Auszug:
------------------------------------

- Stephen Hawking und der Papst – Würdigung eines großen Kosmologen - 11. April 2018
- Über die objektivierende Perspektive hinaus - 18. Dezember 2012
- Zur Methode und Reichweite der Physik - 28. September 2012
Zur Methode und Reichweite der Physik
Vortrag auf der RSNG-Jahrestagung “Methode und Reichweite der Naturwissenschaften”, 28.-30.09.2012
Tagungszentrum Stuttgart-Hohenheim
Einige Thesen des Vortrags
Der Glaube an eine einheitliche und einfache, mathematisch beschreibbare Grundstruktur der physikalischen Wirklichkeit hat sich bewährt. Man kann begründet vermuten, dass die heutigen physikalischen Theorien nahe an einer vollständigen Beschreibung der grundlegenden Wirklichkeit sind.
Aber: „Wir fühlen, dass, selbst wenn alle wissenschaftlichen Fragen beantwortet sind, unsere Lebensprobleme noch gar nicht berührt sind.“ (Wittgenstein, Tractatus logico-philosophicus 6.52)
Innenperspektive ist von der physikalischen (empirisch-wissenschaftlichen) Beschreibung (Außenperspektive) kategorial verschieden.

------------------------------------

Einträge im Datensatz:
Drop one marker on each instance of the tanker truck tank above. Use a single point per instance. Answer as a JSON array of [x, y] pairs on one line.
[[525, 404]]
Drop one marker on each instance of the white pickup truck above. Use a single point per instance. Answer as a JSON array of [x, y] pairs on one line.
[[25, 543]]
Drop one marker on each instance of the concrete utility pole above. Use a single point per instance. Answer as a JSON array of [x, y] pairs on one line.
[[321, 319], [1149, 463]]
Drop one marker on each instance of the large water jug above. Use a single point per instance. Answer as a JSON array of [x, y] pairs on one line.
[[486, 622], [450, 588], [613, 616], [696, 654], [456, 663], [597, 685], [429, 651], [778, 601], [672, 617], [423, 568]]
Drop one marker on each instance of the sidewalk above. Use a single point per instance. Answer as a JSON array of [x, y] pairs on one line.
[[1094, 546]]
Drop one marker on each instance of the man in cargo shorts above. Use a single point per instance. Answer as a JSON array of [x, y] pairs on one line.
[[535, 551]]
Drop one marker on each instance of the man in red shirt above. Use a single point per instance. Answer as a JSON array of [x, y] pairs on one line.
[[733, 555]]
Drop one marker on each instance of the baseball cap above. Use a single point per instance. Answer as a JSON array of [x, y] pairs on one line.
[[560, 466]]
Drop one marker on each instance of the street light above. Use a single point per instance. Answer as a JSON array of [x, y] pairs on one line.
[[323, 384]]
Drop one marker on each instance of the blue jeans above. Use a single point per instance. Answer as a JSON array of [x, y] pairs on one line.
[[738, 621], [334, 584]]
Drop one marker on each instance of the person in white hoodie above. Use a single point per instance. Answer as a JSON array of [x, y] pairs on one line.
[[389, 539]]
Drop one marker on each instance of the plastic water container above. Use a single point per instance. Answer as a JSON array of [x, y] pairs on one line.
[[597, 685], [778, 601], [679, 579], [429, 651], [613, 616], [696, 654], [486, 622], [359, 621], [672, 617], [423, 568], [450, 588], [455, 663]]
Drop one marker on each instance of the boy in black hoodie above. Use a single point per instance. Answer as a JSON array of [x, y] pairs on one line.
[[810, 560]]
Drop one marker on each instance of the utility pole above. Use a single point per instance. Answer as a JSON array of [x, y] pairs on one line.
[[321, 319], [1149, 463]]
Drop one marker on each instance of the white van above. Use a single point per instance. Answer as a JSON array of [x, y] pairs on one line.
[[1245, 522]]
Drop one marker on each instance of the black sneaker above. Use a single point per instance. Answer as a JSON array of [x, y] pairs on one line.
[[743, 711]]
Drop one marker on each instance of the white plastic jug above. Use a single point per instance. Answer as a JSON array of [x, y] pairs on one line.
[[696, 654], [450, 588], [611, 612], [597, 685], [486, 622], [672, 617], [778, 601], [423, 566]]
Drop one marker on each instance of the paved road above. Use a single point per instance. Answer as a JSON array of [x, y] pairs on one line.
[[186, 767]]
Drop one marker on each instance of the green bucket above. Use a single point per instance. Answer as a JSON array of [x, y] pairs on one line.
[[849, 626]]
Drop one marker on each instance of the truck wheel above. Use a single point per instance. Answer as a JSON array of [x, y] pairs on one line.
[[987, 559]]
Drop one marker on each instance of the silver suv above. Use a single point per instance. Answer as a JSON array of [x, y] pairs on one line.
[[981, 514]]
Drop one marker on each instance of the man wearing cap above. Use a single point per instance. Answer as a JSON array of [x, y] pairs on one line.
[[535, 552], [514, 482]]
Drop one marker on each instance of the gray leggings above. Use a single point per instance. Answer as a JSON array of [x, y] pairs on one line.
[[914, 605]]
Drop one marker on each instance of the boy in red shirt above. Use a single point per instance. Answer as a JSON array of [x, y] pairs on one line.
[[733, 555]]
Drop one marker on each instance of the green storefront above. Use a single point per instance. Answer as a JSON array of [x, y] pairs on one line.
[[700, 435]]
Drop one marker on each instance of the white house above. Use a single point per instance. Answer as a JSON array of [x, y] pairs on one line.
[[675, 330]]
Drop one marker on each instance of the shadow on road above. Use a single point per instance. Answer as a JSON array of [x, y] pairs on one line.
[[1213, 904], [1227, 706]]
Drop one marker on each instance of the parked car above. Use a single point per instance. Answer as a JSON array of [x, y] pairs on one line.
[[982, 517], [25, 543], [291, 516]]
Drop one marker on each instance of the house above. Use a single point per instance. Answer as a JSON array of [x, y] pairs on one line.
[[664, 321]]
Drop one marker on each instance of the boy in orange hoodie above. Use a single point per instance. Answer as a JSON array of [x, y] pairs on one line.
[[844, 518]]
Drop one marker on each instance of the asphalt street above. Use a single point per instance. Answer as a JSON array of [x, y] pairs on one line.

------------------------------------

Anforderung 1: Gib den gesamten Auszug Wort für Wort aus.
Anforderung 2: Bringe den Abschnitt der Einträge, der mit der Zeile mit „Drop one marker on each instance of the paved“ beginnt und mit der Zeile mit „[[914, 605]]“ endet, beide eingeschlossen, in eine zweispaltige CSV mit den Spalten „eintrag“ und „antwort“. Jeder Eintrag erhält eine Zeile mit seinem Text und seiner Antwort, jeweils als ein Feld in Anführungszeichen, wobei Zeilenumbrüche durch Leerzeichen ersetzt werden.

Endgültige Antwort 1:
- Stephen Hawking und der Papst – Würdigung eines großen Kosmologen - 11. April 2018
- Über die objektivierende Perspektive hinaus - 18. Dezember 2012
- Zur Methode und Reichweite der Physik - 28. September 2012
Zur Methode und Reichweite der Physik
Vortrag auf der RSNG-Jahrestagung “Methode und Reichweite der Naturwissenschaften”, 28.-30.09.2012
Tagungszentrum Stuttgart-Hohenheim
Einige Thesen des Vortrags
Der Glaube an eine einheitliche und einfache, mathematisch beschreibbare Grundstruktur der physikalischen Wirklichkeit hat sich bewährt. Man kann begründet vermuten, dass die heutigen physikalischen Theorien nahe an einer vollständigen Beschreibung der grundlegenden Wirklichkeit sind.
Aber: „Wir fühlen, dass, selbst wenn alle wissenschaftlichen Fragen beantwortet sind, unsere Lebensprobleme noch gar nicht berührt sind.“ (Wittgenstein, Tractatus logico-philosophicus 6.52)
Innenperspektive ist von der physikalischen (empirisch-wissenschaftlichen) Beschreibung (Außenperspektive) kategorial verschieden.

Endgültige Antwort 2:
eintrag,antwort
"Drop one marker on each instance of the paved road above. Use a single point per instance. Answer as a JSON array of [x, y] pairs on one line.","[[186, 767]]"
"Drop one marker on each instance of the green bucket above. Use a single point per instance. Answer as a JSON array of [x, y] pairs on one line.","[[849, 626]]"
"Drop one marker on each instance of the truck wheel above. Use a single point per instance. Answer as a JSON array of [x, y] pairs on one line.","[[987, 559]]"
"Drop one marker on each instance of the silver suv above. Use a single point per instance. Answer as a JSON array of [x, y] pairs on one line.","[[981, 514]]"
"Drop one marker on each instance of the man wearing cap above. Use a single point per instance. Answer as a JSON array of [x, y] pairs on one line.","[[535, 552], [514, 482]]"
"Drop one marker on each instance of the gray leggings above. Use a single point per instance. Answer as a JSON array of [x, y] pairs on one line.","[[914, 605]]"